## MATERIALS PROVIDED:
◆ ◆ ◆ ◆
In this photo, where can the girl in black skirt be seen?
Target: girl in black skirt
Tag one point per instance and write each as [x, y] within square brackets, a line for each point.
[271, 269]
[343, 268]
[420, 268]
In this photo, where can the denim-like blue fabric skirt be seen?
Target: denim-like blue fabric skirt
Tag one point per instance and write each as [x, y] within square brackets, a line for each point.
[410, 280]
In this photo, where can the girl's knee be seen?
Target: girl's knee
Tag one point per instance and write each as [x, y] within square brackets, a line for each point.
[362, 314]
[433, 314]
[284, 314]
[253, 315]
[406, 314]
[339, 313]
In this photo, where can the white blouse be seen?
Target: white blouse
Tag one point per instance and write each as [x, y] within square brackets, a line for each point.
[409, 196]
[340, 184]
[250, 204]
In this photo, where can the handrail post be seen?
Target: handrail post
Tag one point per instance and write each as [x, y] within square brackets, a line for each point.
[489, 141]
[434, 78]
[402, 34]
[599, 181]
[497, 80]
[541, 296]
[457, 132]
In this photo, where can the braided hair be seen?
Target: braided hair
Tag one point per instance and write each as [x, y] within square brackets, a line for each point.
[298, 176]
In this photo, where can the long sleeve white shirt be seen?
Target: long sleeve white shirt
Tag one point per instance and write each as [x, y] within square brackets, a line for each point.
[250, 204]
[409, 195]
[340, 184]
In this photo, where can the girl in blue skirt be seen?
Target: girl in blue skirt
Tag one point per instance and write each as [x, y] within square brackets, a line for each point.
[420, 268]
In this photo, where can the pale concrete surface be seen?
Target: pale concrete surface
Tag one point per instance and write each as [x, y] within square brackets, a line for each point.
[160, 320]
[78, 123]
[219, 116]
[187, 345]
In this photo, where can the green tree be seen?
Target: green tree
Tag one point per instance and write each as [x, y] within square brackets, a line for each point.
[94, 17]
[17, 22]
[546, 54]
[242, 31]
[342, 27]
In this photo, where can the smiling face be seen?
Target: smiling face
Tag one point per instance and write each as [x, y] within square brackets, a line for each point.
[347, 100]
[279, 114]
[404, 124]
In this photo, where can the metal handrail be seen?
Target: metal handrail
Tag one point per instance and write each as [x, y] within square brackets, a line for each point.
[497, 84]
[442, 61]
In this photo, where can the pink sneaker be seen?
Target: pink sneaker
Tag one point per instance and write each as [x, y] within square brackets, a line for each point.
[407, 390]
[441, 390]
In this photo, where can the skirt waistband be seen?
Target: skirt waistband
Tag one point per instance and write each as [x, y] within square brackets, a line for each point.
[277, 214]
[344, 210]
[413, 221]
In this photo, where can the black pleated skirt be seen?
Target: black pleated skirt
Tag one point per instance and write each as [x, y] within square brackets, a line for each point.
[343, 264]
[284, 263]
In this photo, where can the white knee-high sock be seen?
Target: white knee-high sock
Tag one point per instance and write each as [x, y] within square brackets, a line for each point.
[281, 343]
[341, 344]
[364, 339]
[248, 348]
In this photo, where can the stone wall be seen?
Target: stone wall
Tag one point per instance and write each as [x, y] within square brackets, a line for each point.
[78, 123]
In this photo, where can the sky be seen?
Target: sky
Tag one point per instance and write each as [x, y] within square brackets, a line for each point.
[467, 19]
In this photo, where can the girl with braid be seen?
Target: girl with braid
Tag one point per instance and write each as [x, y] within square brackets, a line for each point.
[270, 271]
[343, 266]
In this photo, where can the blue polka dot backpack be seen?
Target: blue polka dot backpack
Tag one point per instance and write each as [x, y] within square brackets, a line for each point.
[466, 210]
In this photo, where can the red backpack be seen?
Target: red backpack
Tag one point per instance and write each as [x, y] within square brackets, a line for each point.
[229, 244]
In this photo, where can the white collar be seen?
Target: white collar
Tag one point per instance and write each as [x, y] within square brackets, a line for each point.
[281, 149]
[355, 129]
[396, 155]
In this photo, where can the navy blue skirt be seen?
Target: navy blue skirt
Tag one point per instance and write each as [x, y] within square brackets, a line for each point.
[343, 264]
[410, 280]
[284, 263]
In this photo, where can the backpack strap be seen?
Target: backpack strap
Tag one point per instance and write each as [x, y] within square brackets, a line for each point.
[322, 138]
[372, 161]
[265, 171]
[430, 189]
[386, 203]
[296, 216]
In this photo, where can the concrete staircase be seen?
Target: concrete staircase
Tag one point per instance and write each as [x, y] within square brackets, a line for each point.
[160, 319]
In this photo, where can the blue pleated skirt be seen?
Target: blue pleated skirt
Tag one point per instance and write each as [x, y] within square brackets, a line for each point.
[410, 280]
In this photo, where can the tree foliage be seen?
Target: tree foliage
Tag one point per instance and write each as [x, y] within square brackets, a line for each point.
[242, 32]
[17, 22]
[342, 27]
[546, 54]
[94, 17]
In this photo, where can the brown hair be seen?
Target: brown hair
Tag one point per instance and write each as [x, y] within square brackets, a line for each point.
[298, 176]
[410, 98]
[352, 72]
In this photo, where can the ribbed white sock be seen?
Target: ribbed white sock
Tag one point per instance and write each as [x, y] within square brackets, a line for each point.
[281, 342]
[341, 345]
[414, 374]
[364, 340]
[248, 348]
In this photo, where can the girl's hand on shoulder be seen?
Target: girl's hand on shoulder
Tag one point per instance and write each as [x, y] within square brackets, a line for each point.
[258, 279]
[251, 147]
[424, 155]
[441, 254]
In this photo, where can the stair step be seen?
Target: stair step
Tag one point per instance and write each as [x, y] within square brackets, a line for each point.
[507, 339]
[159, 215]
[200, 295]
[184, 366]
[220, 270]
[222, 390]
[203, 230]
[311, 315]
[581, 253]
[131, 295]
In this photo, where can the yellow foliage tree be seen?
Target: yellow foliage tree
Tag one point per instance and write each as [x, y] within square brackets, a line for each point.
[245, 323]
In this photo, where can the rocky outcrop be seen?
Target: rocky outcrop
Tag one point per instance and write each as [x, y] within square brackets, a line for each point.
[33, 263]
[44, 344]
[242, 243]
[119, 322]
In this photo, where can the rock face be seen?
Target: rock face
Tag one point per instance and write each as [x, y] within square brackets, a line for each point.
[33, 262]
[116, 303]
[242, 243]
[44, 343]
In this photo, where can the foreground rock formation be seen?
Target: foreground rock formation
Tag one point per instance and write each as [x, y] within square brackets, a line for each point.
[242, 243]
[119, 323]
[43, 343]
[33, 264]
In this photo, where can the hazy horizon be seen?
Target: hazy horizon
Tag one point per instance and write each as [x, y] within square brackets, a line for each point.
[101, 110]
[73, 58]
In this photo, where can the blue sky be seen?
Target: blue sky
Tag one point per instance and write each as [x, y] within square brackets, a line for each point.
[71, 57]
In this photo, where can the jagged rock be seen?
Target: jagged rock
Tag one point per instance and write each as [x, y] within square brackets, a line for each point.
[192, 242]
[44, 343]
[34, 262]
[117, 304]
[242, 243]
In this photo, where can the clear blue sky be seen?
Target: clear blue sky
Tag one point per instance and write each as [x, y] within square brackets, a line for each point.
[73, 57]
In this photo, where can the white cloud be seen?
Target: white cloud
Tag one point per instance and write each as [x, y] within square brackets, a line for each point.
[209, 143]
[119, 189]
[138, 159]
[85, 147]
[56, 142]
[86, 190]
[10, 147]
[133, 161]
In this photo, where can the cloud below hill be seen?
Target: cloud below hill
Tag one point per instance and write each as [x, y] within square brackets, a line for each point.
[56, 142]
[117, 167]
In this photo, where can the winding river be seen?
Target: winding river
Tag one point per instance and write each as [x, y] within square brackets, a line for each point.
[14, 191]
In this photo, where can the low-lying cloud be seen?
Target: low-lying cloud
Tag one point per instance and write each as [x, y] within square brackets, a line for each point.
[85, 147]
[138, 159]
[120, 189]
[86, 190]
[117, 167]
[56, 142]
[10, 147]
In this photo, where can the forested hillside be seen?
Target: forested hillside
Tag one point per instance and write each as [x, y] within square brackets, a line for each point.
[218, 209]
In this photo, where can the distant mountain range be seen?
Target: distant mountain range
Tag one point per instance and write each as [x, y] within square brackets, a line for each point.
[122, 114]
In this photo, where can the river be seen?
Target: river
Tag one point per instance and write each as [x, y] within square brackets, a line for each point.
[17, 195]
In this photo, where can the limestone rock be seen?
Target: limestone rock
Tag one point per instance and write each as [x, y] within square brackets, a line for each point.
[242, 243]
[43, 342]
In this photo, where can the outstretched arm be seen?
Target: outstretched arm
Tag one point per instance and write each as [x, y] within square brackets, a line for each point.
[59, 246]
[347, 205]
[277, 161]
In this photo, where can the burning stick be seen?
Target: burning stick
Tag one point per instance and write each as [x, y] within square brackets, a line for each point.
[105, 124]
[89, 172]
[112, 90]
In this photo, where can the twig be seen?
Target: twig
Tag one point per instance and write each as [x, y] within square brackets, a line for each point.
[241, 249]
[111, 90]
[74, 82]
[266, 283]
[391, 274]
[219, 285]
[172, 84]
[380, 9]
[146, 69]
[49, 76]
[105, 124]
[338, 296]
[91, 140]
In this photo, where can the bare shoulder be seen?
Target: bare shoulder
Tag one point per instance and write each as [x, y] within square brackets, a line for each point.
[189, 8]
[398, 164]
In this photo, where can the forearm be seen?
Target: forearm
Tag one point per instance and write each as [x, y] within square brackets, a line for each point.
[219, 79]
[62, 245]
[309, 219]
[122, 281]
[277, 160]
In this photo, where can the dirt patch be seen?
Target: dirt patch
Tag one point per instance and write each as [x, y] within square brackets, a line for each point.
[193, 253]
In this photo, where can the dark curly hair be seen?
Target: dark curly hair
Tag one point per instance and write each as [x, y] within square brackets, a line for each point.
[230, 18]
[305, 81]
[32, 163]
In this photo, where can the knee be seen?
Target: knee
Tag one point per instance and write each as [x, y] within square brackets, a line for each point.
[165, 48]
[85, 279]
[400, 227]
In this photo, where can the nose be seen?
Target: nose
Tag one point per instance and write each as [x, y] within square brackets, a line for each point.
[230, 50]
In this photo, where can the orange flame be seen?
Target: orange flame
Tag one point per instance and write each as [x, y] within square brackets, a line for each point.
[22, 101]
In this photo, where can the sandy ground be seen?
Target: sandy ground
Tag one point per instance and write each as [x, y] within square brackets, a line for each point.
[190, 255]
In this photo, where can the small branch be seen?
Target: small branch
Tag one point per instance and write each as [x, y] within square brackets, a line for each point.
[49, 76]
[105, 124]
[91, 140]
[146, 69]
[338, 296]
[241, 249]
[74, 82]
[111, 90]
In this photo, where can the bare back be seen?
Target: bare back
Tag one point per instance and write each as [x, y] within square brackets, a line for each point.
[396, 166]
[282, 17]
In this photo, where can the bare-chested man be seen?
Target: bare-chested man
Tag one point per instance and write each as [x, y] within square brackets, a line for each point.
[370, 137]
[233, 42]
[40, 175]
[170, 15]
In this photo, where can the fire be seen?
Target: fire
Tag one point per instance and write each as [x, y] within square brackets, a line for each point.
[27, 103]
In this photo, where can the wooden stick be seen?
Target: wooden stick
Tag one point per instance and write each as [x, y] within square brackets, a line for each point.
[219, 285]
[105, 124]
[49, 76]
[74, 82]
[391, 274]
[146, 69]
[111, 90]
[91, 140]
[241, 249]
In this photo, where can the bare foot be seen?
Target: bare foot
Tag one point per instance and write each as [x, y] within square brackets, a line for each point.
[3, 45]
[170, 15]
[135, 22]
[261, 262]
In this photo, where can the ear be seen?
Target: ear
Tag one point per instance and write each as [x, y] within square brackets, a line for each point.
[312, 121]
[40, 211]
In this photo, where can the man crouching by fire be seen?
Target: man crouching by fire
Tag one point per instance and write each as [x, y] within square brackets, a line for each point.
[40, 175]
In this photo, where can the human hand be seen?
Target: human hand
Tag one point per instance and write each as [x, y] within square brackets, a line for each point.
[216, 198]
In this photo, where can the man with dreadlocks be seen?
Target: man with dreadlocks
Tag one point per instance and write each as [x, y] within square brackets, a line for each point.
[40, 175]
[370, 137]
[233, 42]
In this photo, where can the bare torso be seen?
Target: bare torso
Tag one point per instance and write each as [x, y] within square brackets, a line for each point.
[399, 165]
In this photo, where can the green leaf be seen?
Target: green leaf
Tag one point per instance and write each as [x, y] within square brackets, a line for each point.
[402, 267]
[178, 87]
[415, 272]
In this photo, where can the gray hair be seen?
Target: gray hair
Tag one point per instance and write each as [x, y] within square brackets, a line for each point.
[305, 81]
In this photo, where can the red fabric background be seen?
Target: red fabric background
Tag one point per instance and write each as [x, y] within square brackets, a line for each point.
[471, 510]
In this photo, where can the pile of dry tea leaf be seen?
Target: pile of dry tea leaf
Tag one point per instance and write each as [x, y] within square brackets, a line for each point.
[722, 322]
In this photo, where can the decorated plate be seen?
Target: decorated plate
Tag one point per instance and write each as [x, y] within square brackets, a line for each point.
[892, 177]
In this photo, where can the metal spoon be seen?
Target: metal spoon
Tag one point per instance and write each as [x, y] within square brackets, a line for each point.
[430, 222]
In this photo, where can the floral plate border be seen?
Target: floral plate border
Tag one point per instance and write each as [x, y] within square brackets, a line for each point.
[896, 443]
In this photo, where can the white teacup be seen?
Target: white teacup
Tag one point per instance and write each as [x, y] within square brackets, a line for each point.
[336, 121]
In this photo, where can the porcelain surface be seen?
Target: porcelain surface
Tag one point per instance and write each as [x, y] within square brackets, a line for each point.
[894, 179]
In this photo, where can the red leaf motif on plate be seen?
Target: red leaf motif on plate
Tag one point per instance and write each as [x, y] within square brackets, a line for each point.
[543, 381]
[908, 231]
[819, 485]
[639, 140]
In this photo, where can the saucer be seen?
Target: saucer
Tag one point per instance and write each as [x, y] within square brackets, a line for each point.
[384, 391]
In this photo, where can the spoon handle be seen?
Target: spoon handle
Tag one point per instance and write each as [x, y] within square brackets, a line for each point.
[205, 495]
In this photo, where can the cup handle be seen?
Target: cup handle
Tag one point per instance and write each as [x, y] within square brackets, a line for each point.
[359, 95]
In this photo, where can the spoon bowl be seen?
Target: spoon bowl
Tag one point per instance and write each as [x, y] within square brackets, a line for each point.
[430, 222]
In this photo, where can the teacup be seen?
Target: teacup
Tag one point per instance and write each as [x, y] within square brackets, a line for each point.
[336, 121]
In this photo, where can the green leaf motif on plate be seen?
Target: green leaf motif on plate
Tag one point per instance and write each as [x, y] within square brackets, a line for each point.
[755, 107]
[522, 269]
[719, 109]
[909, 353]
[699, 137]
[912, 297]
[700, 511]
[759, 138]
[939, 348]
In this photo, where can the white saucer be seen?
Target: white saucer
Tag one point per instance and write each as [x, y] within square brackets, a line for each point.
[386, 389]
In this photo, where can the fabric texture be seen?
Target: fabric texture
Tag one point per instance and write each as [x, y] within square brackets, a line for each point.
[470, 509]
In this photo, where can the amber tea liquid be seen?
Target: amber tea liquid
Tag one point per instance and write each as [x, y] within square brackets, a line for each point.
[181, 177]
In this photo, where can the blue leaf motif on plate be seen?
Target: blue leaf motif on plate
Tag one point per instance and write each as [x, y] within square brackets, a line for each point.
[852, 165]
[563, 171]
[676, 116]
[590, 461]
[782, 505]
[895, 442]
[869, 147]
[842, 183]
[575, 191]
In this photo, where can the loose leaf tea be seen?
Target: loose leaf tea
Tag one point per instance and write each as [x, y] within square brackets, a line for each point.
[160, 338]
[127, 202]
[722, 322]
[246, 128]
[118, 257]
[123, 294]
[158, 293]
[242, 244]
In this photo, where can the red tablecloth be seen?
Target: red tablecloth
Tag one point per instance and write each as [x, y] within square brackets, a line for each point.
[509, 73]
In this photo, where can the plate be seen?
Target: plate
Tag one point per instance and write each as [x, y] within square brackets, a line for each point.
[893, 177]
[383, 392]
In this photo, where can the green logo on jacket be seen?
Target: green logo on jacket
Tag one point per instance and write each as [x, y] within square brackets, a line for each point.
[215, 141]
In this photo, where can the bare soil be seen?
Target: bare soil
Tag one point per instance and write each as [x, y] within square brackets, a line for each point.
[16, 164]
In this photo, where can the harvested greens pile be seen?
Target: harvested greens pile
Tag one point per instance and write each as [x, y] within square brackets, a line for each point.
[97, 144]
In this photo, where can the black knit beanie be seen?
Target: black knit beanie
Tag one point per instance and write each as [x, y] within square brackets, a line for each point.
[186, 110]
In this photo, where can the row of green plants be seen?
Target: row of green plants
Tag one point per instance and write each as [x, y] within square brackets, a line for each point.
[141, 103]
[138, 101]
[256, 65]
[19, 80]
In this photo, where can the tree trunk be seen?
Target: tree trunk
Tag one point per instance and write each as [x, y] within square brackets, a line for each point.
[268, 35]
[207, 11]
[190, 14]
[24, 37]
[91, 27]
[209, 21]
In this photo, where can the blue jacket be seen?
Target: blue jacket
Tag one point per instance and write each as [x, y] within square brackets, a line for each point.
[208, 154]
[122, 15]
◆ ◆ ◆ ◆
## AIM OF THE EXERCISE:
Output only the lines from the one holding "In this photo, where can the tree trunk" through the last line above, exactly as they appear.

## IN RESPONSE:
In this photo, where can the tree trunk be seen?
Target: tree trunk
Tag one point per instance and write each as [x, y] within square brackets, a line for each point.
[268, 35]
[207, 11]
[190, 14]
[24, 37]
[91, 27]
[209, 21]
In this photo, where can the blue jacket be seen?
Target: blue jacket
Tag one point per instance and write each as [x, y] within square brackets, a line for each point.
[208, 154]
[122, 15]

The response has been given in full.